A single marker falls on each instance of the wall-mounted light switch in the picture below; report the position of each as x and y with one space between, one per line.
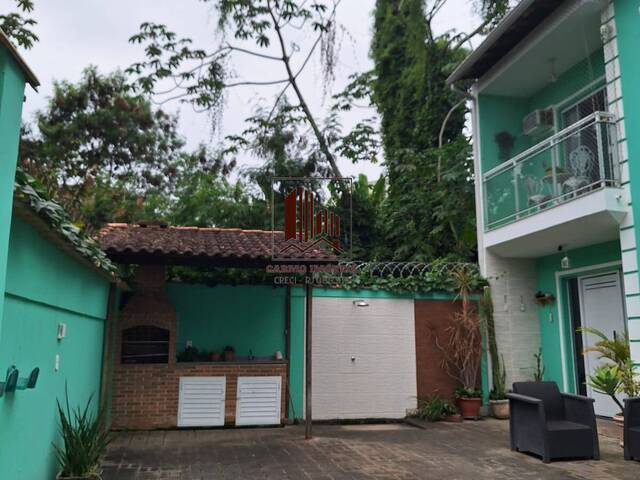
62 330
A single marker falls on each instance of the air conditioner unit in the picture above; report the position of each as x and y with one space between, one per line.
538 121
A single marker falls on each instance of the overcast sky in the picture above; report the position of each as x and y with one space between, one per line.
77 33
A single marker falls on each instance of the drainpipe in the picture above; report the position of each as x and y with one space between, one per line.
473 97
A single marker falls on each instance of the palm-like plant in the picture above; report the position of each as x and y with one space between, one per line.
85 439
606 379
618 351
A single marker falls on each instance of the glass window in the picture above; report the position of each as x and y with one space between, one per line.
145 344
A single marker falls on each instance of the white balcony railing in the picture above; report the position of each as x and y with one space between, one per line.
573 162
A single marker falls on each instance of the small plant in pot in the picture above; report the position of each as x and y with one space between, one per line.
229 353
619 376
498 402
450 413
84 440
469 402
462 351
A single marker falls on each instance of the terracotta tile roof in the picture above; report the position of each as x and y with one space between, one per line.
233 247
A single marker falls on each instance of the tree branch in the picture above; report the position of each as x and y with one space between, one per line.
472 34
303 104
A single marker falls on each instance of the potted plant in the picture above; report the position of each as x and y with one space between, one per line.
450 413
538 372
618 376
462 352
228 353
498 402
84 440
189 354
469 402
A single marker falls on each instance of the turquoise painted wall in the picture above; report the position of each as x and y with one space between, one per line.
12 83
46 287
501 113
546 268
245 317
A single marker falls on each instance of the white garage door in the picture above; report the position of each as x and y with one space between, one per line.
258 401
201 401
364 358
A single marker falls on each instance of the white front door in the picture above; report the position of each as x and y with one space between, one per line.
602 308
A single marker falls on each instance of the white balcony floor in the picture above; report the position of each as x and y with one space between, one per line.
590 218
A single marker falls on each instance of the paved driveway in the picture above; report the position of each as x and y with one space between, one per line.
471 450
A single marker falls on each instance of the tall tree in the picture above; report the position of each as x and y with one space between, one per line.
430 204
200 75
99 148
18 24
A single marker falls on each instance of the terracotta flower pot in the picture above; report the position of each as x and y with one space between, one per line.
618 420
470 407
499 409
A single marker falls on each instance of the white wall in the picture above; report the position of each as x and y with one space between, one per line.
381 381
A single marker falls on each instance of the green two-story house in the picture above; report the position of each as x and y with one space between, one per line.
556 130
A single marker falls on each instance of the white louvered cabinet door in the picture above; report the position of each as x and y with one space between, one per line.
201 402
258 401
━━━━━━━━━━━━━━━━━━━━
## To do
Copy the data exactly. Any picture it contains is to be omitted.

## Response
A single marker falls on each instance of the wall-mounted light switch in the picture below; report the position of each as x and y with one space between, one per line.
62 330
A single marker falls on each instance of the air conditioner unit in the picture above; report the position of each as x and y with one space between, one per line.
538 121
A single marker falls on each instance of the overcast sky in the picture above; report the position of each as x and y with one space between, one per line.
77 33
A single marker falls on each instance of the drainpipe in the picture above; report the position of each as x and y with one space between, one per line.
473 97
A single marker falls on each instance of the palm-like plant in the picture above; report the position of each as x and y with one space between, one per line.
85 439
606 379
618 351
A single marker falls on each instance of the glass window in the picture above; report the position of each as x and y with one space between, one per line.
145 344
A single marker falls on each instance of the white balcony railing in the picture above; report the position of each as x and y with one space between, one per line.
573 162
A single marker falls on each instance of the small plant in pot in the picture above; report the position of each as x and y with one space between, one per line.
229 353
619 376
498 402
450 413
84 440
469 402
462 351
A single marker falls on each instance of the terracotta tile roof in the picture above; report the position of each as x and y with one space between, one per line.
233 247
A single marker falls on each instance of the tree branch in the picture above; report the position of each as x and y with one space between, one per line.
472 34
303 104
A single marker falls on each instance of the potted plant in the picture above; report the position of each as x and y with one space between, one per line.
450 413
538 372
618 376
462 352
228 353
498 402
84 440
189 354
469 402
A single marker falls on each instance of the turquoise painted wall in the picture above; report the position of each as x and y with one space between, one per line.
12 83
46 287
501 113
546 268
245 317
A single marker falls on each instance of the white garage door in the picture above; report the position of each as x and y with one space between, one per line.
258 401
201 401
364 358
A single marker falls on each instance of the white front door in the picture above; report the position of each as x and y with one space between, one per line.
602 308
A single marker falls on each instance of the white balcony floor in the picture above; report the position of each as x and y with one space between, one per line.
590 218
A single marker falls on each instance of the paved driveway in the picture above; report the position of each as x and y with one space between, one per line.
471 450
A single marker falls on each instance of the tall tree in the picture above; report the position of each as x and y with one space between, one per line.
430 204
200 75
99 148
18 24
A single marker falls on each instance of the terracotta flower pot in the picture above; report the position of each as x and y with one space between, one per line.
618 420
470 407
499 409
A single marker falls on each instance of the white wall in the picture above; report the position of each as x and y with one space between, one per line.
381 381
A single marker falls on each instance of the green two-story house in the picture above; report the position of each as x and y with one space between, one per line.
556 130
A single marker falls on each instance of the white louvered cabinet door in the picture above; report the position of each as x and y with one space between, one per line.
201 402
258 401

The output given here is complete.